*Set exercise*.
Repeat exactly, and only, the lines from the one holding "Practice step: find the man" through the last line of the records below.

[Dataset entries]
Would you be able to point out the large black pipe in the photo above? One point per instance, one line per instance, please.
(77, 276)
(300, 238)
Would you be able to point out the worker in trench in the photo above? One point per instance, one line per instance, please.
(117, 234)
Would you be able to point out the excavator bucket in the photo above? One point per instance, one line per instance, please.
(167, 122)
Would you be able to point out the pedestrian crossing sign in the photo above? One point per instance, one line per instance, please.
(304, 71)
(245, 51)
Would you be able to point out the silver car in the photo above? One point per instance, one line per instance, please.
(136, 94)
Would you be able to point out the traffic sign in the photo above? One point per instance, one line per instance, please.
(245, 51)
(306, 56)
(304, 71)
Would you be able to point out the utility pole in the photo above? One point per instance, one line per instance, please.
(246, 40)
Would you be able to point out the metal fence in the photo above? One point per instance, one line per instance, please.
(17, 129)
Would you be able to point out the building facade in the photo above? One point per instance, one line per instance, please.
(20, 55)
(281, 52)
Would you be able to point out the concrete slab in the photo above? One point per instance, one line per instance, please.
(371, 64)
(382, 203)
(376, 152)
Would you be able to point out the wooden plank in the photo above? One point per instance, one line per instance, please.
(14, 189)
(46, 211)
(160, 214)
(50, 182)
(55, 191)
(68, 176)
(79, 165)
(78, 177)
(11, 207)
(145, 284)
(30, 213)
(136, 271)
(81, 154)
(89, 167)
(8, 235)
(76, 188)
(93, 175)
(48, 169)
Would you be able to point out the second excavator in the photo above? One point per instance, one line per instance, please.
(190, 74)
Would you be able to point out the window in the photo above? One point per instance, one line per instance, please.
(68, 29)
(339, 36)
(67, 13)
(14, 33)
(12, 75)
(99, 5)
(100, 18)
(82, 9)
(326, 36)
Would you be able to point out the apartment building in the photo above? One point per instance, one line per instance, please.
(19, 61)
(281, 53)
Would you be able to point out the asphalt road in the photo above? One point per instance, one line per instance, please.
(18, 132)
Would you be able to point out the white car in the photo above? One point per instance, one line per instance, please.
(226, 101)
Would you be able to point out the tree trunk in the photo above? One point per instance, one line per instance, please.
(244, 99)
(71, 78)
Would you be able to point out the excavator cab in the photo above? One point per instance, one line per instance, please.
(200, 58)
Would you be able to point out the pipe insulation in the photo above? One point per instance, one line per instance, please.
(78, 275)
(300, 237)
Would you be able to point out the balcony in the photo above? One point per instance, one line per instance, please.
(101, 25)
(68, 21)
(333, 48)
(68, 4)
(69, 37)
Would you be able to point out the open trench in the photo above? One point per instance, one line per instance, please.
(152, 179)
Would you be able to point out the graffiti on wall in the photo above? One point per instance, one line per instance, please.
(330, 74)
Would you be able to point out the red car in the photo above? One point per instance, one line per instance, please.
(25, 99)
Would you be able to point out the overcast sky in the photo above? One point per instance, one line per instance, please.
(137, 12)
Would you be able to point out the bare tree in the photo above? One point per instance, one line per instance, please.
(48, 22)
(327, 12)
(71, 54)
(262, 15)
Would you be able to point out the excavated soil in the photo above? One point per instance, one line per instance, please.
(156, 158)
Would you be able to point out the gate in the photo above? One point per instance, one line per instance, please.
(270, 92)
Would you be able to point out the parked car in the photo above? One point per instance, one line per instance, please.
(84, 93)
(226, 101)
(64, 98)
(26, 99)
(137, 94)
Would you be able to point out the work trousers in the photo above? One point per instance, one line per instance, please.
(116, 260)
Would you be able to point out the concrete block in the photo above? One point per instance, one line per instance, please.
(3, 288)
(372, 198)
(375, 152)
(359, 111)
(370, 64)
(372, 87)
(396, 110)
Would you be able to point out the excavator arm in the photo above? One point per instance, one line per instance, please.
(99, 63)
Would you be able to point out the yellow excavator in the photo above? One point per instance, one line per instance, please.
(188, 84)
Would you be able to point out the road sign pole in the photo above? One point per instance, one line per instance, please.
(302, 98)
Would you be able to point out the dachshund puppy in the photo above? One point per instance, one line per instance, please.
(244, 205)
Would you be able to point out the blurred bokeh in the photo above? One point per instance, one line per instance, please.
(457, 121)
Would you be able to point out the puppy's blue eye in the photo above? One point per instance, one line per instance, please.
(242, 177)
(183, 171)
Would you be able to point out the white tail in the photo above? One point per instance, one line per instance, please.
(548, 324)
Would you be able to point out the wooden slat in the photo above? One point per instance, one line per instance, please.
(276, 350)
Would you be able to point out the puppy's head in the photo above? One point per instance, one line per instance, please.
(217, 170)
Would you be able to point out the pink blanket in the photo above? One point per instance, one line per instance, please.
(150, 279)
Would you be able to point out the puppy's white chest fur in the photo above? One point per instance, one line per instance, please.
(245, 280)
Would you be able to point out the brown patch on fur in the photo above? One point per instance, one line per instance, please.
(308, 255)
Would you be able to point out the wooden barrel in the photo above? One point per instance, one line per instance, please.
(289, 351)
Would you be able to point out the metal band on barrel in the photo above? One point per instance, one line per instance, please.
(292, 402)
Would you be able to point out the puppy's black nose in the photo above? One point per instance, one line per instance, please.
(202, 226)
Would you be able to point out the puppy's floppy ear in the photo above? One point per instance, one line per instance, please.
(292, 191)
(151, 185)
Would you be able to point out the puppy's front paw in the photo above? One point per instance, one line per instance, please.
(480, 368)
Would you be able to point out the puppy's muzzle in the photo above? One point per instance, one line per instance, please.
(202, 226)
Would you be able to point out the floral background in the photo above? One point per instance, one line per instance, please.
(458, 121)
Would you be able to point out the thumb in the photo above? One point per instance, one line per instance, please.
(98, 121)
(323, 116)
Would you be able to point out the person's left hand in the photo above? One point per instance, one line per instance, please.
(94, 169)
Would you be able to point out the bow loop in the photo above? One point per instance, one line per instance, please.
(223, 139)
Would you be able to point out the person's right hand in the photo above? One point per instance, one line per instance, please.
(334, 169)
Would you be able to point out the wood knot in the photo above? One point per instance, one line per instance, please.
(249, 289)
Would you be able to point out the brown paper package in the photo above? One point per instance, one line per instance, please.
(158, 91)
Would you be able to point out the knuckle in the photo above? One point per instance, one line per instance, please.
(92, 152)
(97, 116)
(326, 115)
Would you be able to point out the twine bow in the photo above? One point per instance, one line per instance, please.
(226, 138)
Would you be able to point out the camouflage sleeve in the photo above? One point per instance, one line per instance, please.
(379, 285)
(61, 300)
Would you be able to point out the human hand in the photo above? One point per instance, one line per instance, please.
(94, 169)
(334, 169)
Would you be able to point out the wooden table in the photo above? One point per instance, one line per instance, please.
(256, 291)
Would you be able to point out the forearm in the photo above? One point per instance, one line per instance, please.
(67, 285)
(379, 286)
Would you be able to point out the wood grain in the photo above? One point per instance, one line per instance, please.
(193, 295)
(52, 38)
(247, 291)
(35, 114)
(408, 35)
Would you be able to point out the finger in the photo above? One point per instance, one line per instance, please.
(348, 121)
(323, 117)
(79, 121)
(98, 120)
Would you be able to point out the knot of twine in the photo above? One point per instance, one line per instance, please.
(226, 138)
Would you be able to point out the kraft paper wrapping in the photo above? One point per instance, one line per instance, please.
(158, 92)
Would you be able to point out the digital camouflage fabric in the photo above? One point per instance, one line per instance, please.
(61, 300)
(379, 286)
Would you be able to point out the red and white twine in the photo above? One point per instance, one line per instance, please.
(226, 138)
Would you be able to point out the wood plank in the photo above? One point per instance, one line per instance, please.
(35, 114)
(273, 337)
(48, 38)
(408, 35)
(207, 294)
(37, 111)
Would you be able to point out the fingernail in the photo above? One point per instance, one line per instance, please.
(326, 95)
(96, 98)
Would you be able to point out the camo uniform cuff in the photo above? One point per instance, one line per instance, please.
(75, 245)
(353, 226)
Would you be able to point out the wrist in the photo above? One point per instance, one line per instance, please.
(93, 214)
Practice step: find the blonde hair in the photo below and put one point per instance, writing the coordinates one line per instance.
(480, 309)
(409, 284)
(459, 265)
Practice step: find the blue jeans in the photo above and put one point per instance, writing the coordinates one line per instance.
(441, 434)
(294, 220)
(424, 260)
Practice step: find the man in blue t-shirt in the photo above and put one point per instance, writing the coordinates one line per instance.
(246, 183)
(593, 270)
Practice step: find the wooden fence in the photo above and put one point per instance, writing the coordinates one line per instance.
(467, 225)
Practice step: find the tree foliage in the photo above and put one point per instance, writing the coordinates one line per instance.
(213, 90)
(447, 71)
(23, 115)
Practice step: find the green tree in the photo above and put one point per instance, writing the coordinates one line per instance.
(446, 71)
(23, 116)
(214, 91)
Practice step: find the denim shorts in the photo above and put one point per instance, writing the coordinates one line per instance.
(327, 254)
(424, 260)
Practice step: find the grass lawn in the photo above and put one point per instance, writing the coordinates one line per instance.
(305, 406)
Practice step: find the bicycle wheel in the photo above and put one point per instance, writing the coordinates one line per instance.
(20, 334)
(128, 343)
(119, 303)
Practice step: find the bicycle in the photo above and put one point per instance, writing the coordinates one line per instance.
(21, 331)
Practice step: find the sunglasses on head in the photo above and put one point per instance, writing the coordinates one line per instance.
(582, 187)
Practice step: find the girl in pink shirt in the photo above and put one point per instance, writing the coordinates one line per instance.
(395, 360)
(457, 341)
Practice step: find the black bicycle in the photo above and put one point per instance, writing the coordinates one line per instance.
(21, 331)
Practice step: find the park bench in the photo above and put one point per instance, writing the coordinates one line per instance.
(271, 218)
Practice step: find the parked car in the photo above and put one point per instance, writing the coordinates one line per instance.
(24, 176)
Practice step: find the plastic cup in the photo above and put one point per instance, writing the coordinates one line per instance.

*Answer to this exercise*.
Practice step: find the man in blue t-shirt in the photo above and put one point per instance, writing the coordinates one line per instance.
(246, 183)
(593, 270)
Practice step: find the wooden fence in the photo above and put one point per instance, writing the coordinates one line per instance.
(467, 225)
Practice step: find the tree foliage in the photo above and put one point per instance, writing the coordinates one line per instance.
(213, 90)
(447, 71)
(23, 115)
Practice step: find the green tree in the photo above and put one point per instance, writing the coordinates one line per instance.
(446, 71)
(23, 116)
(214, 91)
Practice step: find the denim shorts in the photo above and put one point per instance, writing the coordinates one line per instance.
(327, 254)
(424, 260)
Practice step: find the grass lawn in the photo above and put one point per instance, writing the coordinates one line per instance.
(305, 406)
Practice step: find the bicycle wheel in the photo above and put one point per instance, writing the coordinates one line per instance.
(20, 334)
(128, 343)
(119, 303)
Practice step: find the bicycle in the photo above and put one point per instance, writing the coordinates one line per instance.
(21, 331)
Practice step: find the sunglasses on head in the photo above and put one point per instance, writing the coordinates one line per instance.
(582, 187)
Practice step: find the girl in pink shirt in the photo above and put one point per instance, writing the coordinates one line per instance.
(395, 360)
(457, 341)
Practice step: find the black bicycle in the photo above and put one point per instance, writing the coordinates one line per instance.
(21, 331)
Practice step: find the park bench in the photo above and put one point per instance, writing the coordinates one line per instance.
(271, 218)
Practice step: find the parked car in the photo above and put one point per instance, writing the coordinates one line per instance.
(24, 176)
Practice step: find the plastic cup in the photo above and put one point per instance, writing the coordinates one line per instance.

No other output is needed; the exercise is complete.